Job A> Convert the part of the rows that opens with the line containing "Could you put a marker on each instance of the finger" and closes with the line containing "point(189, 178)" into a JSON list of strings, with one string per line and blank lines omitted.
— Begin Supplied text —
Rich Freeman via plug on 8 Apr 2021 18:26:42 -0700


[Date Prev] [Date Next] [Thread Prev] [Thread Next] [Date Index] [Thread Index]

Re: [PLUG] that's nice


On Thu, Apr 8, 2021 at 9:05 PM Fred Stluka via plug
<plug@lists.phillylinux.org> wrote:
>
> But the policy that specifies the access control per key/folder
> of the registry is itself stored in the registry.  Right?  Doh!
>

Sure, in the same way that a linux inode stores the owner/permissions
attributes that indicate who is allowed to modify the inode.

If the registry key says you're not allowed to modify the registry
key, well, you can't modify the registry key, just as a non-root user
can't run chown on a file they don't own, even though chown modifies
the very record that contains the owner.  I believe the registry files
themselves are not editable by ordinary users (especially since
they're going to be locked and in-use anytime the user is logged in).
Fiddling with them from a rescue disk is of course possible, if the
company isn't using full disk encryption.
— End Supplied text —
— Begin Dataset content —
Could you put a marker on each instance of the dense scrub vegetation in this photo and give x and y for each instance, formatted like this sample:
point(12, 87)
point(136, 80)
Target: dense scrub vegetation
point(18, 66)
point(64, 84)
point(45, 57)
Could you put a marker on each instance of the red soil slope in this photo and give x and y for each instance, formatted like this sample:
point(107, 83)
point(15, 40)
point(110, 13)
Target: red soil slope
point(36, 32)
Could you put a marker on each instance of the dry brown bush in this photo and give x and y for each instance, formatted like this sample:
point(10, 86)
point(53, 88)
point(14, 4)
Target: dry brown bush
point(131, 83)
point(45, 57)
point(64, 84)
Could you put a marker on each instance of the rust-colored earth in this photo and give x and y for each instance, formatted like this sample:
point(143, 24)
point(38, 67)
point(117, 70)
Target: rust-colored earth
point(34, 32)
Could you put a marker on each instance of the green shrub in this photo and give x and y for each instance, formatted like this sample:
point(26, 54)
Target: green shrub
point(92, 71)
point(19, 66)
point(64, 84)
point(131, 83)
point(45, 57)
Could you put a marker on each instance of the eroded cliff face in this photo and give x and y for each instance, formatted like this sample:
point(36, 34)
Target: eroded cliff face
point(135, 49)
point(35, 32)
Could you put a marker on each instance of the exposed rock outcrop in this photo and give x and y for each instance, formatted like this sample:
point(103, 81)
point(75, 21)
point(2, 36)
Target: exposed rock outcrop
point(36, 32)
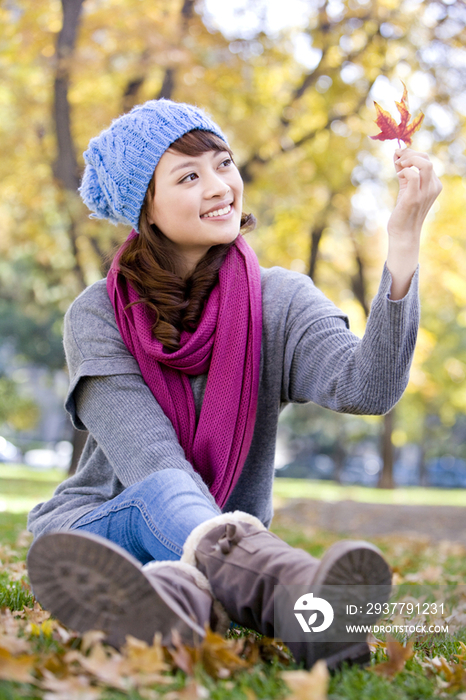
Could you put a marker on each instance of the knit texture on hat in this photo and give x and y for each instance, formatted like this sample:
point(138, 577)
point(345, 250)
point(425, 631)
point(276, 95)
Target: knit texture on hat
point(120, 161)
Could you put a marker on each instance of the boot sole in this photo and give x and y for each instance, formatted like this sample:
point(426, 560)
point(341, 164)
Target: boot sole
point(88, 582)
point(347, 563)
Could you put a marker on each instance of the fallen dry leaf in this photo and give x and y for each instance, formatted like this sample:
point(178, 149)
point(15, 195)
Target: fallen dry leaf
point(69, 688)
point(389, 129)
point(397, 658)
point(102, 663)
point(36, 615)
point(308, 685)
point(16, 668)
point(220, 656)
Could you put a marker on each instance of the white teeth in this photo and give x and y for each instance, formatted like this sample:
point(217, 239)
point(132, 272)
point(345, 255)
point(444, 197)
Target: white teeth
point(217, 212)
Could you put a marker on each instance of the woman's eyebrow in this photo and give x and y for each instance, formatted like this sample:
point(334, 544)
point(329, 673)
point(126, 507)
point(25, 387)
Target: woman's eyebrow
point(186, 164)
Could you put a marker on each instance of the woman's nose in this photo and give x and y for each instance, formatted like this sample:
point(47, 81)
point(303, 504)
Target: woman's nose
point(215, 187)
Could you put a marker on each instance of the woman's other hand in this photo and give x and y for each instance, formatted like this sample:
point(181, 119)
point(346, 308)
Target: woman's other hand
point(419, 188)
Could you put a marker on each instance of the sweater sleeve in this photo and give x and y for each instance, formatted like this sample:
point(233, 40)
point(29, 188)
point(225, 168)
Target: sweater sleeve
point(329, 365)
point(130, 427)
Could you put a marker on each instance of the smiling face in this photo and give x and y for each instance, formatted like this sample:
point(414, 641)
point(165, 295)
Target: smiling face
point(197, 202)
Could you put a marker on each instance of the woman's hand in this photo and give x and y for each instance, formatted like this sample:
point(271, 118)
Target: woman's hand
point(419, 188)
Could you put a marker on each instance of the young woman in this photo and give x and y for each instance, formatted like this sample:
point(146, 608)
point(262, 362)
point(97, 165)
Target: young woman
point(180, 362)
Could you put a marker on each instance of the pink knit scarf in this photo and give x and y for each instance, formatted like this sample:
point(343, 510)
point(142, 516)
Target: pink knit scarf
point(227, 345)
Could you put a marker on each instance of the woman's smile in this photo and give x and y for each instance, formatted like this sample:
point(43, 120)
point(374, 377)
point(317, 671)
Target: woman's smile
point(219, 213)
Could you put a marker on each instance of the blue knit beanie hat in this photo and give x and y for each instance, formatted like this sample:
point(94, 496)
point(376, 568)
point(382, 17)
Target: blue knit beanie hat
point(120, 161)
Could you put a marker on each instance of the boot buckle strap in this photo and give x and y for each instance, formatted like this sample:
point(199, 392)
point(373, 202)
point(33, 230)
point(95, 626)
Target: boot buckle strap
point(232, 535)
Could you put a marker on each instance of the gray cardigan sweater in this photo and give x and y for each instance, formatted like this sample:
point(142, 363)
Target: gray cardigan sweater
point(308, 354)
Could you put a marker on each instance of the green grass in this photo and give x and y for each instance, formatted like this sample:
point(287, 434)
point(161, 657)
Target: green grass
point(20, 486)
point(331, 491)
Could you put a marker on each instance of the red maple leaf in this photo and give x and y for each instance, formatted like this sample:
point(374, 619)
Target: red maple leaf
point(389, 129)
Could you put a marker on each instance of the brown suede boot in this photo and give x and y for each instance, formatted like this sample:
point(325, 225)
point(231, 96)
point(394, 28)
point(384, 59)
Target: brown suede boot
point(243, 562)
point(88, 582)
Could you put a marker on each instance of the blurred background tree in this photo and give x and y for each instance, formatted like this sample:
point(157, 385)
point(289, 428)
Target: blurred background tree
point(297, 105)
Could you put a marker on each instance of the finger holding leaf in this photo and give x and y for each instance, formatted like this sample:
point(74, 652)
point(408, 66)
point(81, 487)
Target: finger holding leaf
point(419, 187)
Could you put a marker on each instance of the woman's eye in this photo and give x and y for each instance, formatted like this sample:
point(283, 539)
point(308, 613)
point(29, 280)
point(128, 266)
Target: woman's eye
point(189, 178)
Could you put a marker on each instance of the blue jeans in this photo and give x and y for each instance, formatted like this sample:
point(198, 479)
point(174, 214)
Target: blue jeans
point(152, 518)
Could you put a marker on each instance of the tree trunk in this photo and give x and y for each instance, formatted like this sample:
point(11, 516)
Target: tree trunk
point(386, 478)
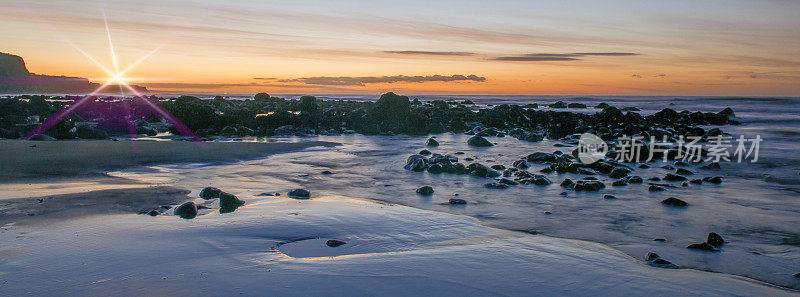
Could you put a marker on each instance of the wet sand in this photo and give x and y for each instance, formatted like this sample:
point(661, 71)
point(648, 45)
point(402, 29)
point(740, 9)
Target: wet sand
point(48, 159)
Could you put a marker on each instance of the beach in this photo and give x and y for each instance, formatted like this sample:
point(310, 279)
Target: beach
point(95, 240)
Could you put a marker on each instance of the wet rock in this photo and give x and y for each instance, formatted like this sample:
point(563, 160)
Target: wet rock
point(479, 141)
point(299, 194)
point(507, 182)
point(481, 170)
point(588, 185)
point(432, 142)
point(229, 202)
point(335, 243)
point(619, 173)
point(715, 239)
point(634, 180)
point(540, 180)
point(619, 183)
point(655, 260)
point(672, 201)
point(42, 137)
point(457, 201)
point(496, 186)
point(559, 104)
point(540, 157)
point(435, 168)
point(187, 210)
point(210, 193)
point(89, 132)
point(416, 163)
point(703, 247)
point(521, 164)
point(674, 177)
point(425, 191)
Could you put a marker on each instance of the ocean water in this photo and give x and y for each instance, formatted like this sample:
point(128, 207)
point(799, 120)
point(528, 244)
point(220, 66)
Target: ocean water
point(756, 208)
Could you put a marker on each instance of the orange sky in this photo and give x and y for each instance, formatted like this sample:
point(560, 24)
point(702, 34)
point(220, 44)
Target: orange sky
point(736, 48)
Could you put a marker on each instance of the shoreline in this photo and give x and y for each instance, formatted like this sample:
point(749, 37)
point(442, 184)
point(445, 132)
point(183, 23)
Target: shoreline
point(271, 240)
point(41, 160)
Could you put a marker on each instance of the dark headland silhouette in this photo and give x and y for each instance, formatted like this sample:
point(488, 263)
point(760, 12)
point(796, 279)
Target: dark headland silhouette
point(16, 79)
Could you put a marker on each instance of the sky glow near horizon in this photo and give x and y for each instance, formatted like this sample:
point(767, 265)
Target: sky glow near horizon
point(739, 48)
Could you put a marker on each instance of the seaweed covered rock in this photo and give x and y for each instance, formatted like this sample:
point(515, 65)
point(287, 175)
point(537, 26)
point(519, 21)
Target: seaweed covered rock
point(479, 141)
point(187, 210)
point(416, 163)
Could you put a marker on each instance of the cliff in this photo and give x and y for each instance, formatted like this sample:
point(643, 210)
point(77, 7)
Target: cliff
point(16, 79)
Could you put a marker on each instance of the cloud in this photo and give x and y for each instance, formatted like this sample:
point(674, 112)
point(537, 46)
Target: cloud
point(559, 57)
point(430, 53)
point(361, 81)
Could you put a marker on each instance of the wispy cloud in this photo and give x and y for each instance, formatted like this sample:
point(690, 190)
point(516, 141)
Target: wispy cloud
point(539, 57)
point(361, 81)
point(430, 53)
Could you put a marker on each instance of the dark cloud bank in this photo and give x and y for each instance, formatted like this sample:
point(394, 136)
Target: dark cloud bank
point(360, 81)
point(558, 57)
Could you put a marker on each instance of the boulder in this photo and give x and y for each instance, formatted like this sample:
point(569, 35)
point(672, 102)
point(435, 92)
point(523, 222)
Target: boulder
point(715, 239)
point(480, 170)
point(335, 243)
point(672, 201)
point(416, 163)
point(299, 194)
point(540, 157)
point(674, 177)
point(589, 185)
point(187, 210)
point(229, 202)
point(496, 186)
point(210, 193)
point(559, 104)
point(703, 247)
point(42, 137)
point(425, 191)
point(541, 180)
point(89, 132)
point(457, 201)
point(619, 173)
point(479, 141)
point(432, 142)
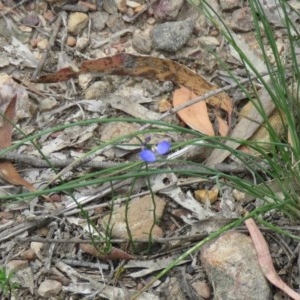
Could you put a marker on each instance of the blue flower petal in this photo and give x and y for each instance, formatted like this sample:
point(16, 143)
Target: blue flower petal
point(163, 147)
point(147, 155)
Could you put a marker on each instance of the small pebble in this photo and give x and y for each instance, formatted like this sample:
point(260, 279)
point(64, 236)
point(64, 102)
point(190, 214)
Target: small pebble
point(71, 41)
point(171, 36)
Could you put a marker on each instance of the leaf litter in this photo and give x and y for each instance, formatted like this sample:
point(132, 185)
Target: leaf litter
point(119, 96)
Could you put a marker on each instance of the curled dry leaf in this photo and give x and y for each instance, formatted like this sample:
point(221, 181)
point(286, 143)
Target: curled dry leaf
point(7, 127)
point(265, 260)
point(148, 67)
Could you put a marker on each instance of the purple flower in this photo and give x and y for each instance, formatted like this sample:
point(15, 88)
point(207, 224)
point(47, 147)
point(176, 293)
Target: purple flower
point(161, 148)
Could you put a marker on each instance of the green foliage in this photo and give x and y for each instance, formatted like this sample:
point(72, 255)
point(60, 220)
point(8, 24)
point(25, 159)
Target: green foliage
point(7, 286)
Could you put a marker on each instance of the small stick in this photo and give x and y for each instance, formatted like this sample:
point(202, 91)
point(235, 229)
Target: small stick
point(59, 163)
point(50, 44)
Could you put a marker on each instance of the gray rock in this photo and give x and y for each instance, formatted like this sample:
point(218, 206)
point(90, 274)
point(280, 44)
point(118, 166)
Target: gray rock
point(171, 36)
point(99, 19)
point(141, 41)
point(167, 10)
point(231, 264)
point(242, 20)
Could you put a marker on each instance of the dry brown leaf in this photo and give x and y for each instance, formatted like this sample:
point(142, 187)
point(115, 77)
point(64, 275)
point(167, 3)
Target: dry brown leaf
point(114, 254)
point(195, 116)
point(7, 170)
point(265, 260)
point(11, 175)
point(244, 129)
point(222, 126)
point(148, 67)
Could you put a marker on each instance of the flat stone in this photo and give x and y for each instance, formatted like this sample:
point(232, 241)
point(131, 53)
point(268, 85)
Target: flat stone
point(49, 288)
point(97, 89)
point(77, 22)
point(209, 41)
point(232, 267)
point(242, 20)
point(141, 41)
point(167, 10)
point(202, 289)
point(140, 219)
point(99, 19)
point(227, 5)
point(171, 36)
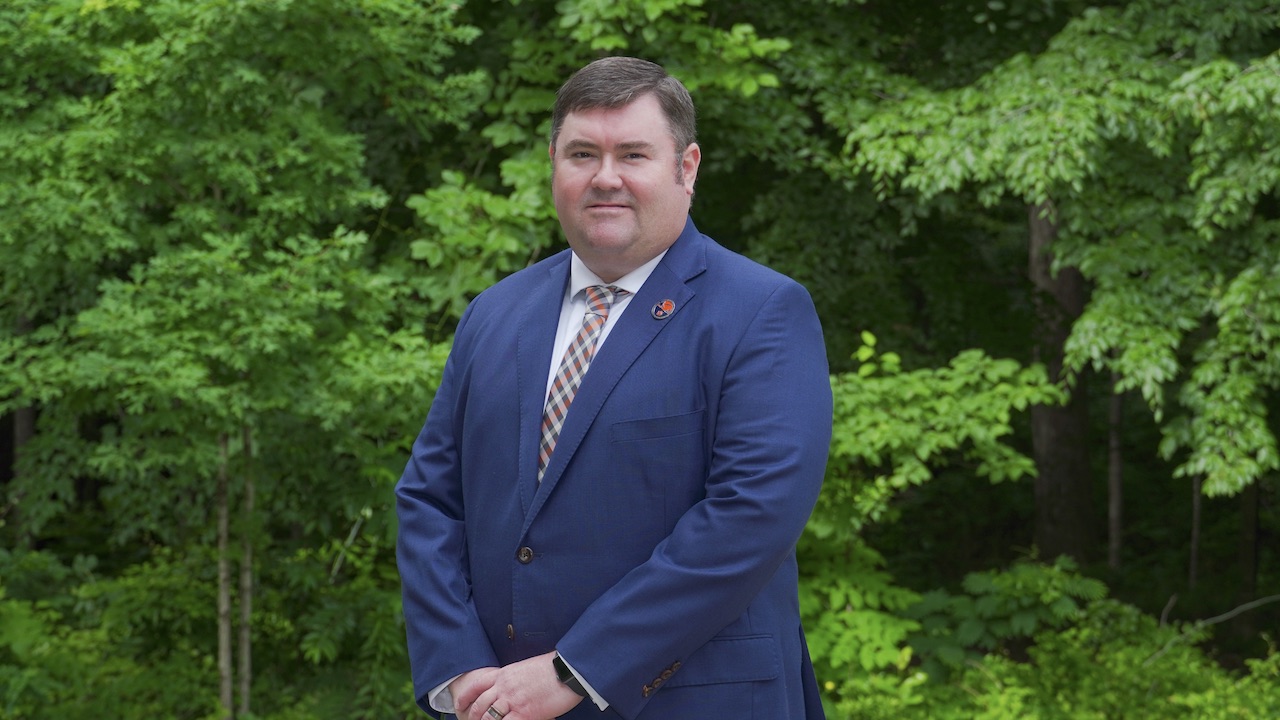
— End Dataset content —
Job B> Output verbatim the part of the mailing-list reply that opens with the words "On Thu, Apr" and closes with "modify the inode.".

Task response A>
[
  "Could you put a marker on each instance of the finger holding leaf in this photo and give x and y for each instance, formatted like this sample:",
  "point(74, 652)",
  "point(408, 66)",
  "point(81, 487)",
  "Target: finger holding leaf",
  "point(419, 187)",
  "Could you put a marker on each instance of the woman's eye in this photo and give x and y for each instance, formatted like this sample:",
  "point(283, 539)",
  "point(308, 613)",
  "point(29, 280)",
  "point(128, 266)",
  "Target: woman's eye",
  "point(189, 178)"
]

Task response B>
On Thu, Apr 8, 2021 at 9:05 PM Fred Stluka via plug
<plug@lists.phillylinux.org> wrote:
>
> But the policy that specifies the access control per key/folder
> of the registry is itself stored in the registry.  Right?  Doh!
>

Sure, in the same way that a linux inode stores the owner/permissions
attributes that indicate who is allowed to modify the inode.